* TEXT TO READ:
※

Broccoli and Cheddar Frittata Muffins
(Adapted from recipe source: www.diybudgetgirl.com)
Serving size 1 muffin
Makes 8 muffins
Ingredients:
4 cups broccoli florets, lightly steamed
6 whole large eggs
1/3 cup reduced fat shredded cheddar cheese (any flavor of cheese works here!)
1 Tbsp olive oil
Salt and pepper to taste
Cooking spray
Instructions:
1. Preheat oven to 350° F
2. Crumble broccoli into small pieces and add olive oil, salt and pepper. Mix well.

※

* THINGS TO DO:
• A. Write out, word for word, the part of the frittata muffin recipe that opens with the words "1 Tbsp olive" and closes with "pepper. Mix well.".
• B. Translate this sentence from the frittata muffin recipe into Spanish: "Crumble broccoli into small pieces and add olive oil, salt and pepper."
• C. According to the frittata muffin recipe, how many muffins does it make?

※

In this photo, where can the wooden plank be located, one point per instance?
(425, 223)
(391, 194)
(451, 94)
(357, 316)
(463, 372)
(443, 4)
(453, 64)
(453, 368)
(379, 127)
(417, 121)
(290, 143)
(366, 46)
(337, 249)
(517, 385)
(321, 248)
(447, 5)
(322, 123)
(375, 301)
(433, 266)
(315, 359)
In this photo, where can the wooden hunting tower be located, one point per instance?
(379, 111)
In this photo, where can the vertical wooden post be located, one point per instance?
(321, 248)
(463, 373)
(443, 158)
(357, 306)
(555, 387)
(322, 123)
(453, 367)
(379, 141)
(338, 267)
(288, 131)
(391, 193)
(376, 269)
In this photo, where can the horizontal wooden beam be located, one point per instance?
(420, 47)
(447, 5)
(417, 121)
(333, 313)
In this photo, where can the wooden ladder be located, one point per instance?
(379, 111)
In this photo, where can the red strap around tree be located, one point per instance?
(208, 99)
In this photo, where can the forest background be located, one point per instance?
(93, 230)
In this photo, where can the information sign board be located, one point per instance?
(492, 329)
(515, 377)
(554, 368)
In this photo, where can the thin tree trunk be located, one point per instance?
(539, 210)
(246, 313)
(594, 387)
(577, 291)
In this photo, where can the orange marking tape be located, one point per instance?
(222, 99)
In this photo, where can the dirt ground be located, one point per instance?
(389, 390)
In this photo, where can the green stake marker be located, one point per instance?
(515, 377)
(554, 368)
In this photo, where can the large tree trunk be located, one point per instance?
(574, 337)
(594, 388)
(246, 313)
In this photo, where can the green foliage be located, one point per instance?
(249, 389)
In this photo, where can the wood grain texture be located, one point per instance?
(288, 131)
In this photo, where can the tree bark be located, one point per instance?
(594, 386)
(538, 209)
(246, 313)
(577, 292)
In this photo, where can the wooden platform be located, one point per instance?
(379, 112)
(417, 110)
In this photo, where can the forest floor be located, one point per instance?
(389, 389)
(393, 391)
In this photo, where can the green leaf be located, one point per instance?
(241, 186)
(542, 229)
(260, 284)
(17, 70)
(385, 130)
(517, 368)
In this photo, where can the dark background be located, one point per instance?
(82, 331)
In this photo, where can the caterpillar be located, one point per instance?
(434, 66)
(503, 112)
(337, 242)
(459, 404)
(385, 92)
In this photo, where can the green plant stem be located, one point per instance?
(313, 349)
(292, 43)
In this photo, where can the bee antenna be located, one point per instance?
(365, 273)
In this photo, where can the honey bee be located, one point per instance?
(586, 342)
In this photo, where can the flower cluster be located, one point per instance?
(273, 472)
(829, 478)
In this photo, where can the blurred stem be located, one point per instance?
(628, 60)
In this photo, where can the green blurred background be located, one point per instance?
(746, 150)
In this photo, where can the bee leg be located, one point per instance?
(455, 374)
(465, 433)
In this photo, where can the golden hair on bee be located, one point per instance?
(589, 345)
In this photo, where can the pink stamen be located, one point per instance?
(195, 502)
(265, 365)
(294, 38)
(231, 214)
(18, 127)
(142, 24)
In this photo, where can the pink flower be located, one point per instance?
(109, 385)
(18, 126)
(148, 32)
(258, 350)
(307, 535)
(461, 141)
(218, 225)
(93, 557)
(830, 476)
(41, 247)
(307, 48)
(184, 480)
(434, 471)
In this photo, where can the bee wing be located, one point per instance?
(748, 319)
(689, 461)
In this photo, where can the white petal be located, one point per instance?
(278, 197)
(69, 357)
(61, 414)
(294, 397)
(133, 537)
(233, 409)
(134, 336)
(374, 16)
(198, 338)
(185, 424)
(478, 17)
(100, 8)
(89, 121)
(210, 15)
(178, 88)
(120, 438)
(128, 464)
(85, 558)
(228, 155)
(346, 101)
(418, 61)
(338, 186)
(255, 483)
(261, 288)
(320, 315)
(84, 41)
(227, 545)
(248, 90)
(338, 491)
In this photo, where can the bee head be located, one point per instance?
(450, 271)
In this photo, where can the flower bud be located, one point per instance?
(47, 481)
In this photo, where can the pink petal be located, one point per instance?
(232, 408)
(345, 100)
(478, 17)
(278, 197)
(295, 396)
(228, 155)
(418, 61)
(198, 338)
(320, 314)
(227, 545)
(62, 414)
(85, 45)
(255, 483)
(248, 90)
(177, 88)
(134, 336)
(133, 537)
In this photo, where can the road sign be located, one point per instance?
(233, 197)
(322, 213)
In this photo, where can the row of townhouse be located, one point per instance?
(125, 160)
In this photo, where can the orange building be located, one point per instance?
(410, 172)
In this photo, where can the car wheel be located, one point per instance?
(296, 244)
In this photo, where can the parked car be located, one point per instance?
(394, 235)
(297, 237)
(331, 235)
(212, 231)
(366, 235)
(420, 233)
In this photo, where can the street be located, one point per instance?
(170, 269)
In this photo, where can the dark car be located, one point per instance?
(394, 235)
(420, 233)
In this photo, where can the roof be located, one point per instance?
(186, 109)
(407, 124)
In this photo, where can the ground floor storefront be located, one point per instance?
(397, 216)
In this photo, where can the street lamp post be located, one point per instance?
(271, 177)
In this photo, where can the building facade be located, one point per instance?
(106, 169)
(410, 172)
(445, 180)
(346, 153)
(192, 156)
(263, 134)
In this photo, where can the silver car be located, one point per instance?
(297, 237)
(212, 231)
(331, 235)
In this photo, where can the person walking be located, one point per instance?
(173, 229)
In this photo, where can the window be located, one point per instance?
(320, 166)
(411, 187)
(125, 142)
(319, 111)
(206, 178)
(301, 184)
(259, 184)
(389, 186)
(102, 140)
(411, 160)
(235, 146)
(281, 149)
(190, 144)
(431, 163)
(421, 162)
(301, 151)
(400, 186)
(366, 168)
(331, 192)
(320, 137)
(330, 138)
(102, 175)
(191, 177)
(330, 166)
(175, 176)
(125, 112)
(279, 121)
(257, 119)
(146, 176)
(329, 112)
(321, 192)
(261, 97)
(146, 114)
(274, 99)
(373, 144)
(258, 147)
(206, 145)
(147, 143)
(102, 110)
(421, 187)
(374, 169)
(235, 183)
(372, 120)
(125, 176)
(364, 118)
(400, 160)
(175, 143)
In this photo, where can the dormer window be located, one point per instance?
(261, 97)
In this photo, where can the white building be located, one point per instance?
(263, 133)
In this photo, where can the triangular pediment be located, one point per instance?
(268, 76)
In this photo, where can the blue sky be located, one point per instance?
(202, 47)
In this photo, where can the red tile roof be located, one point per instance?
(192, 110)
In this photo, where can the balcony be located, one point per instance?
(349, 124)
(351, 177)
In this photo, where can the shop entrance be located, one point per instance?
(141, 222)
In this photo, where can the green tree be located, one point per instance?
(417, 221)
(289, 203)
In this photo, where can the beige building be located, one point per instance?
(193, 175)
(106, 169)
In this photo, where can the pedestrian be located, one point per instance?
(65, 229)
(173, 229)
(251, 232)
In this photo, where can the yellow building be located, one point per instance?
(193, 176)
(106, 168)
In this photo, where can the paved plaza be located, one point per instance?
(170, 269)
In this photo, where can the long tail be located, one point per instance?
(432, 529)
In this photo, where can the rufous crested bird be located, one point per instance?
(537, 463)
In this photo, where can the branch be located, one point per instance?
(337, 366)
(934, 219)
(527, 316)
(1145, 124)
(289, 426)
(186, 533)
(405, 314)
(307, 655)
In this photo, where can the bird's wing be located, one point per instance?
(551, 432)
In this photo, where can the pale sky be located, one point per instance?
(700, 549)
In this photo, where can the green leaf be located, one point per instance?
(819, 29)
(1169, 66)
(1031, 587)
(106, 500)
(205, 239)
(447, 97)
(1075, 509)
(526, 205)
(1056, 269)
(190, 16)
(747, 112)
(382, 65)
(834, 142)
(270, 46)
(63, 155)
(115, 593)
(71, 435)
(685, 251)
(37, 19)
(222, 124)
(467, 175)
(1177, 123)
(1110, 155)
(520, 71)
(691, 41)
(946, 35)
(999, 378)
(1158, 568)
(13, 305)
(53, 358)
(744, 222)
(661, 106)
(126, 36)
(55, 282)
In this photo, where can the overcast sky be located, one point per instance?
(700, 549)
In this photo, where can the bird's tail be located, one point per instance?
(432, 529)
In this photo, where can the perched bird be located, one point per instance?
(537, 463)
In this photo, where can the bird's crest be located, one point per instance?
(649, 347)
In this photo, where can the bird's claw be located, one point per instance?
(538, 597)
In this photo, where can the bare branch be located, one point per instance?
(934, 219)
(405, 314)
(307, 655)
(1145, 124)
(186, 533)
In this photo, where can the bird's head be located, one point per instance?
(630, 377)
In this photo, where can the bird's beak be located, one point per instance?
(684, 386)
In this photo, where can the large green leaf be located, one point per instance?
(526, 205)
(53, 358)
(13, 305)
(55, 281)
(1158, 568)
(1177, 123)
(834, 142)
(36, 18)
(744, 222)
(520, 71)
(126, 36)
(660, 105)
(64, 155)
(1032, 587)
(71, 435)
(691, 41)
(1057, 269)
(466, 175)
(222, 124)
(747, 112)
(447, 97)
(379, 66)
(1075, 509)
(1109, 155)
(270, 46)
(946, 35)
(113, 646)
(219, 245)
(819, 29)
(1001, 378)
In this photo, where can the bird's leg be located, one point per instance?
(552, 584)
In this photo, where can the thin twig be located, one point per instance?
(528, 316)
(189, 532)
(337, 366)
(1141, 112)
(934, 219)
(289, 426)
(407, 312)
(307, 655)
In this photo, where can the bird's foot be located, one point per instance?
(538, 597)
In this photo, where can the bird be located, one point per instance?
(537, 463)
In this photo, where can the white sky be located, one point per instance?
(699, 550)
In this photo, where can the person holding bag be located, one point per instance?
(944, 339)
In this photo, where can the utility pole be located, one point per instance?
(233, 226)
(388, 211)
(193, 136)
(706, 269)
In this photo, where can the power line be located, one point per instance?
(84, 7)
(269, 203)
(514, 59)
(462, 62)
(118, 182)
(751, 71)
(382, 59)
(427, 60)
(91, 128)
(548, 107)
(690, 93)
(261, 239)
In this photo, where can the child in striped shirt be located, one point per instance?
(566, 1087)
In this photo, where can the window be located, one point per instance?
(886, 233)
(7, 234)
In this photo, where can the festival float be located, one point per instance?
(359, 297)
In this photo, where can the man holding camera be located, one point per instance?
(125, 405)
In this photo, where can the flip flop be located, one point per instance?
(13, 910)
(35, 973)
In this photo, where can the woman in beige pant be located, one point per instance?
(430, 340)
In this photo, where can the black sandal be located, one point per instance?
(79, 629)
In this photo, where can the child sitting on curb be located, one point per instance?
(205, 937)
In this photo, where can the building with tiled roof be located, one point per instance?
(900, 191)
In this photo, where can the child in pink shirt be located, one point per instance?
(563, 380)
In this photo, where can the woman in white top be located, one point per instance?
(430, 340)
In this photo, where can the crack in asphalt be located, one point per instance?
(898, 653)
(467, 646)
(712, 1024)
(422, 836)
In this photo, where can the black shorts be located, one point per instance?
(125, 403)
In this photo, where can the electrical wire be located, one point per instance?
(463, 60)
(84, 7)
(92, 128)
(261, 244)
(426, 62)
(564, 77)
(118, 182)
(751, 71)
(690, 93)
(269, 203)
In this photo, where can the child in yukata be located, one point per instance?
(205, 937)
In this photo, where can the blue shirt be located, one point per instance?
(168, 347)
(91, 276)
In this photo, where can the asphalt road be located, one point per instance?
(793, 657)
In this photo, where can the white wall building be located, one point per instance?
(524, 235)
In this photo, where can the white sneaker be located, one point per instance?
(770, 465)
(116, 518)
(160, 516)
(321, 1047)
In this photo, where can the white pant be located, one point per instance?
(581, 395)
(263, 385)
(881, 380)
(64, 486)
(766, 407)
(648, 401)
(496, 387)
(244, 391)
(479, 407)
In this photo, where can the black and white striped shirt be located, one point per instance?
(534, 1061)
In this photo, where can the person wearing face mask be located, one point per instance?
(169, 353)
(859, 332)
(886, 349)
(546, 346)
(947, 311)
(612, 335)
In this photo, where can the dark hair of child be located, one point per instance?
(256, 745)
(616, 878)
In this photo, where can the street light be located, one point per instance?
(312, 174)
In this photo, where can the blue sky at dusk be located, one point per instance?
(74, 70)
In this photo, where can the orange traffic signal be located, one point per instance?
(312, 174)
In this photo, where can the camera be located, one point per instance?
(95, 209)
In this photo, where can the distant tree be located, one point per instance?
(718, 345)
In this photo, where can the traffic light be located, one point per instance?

※

* COMPLETE ANSWERS:
• A.
1 Tbsp olive oil
Salt and pepper to taste
Cooking spray
Instructions:
1. Preheat oven to 350° F
2. Crumble broccoli into small pieces and add olive oil, salt and pepper. Mix well.

• B. Desmenuza el brócoli en trozos pequeños y agrega aceite de oliva, sal y pimienta.

• C. 8 muffins.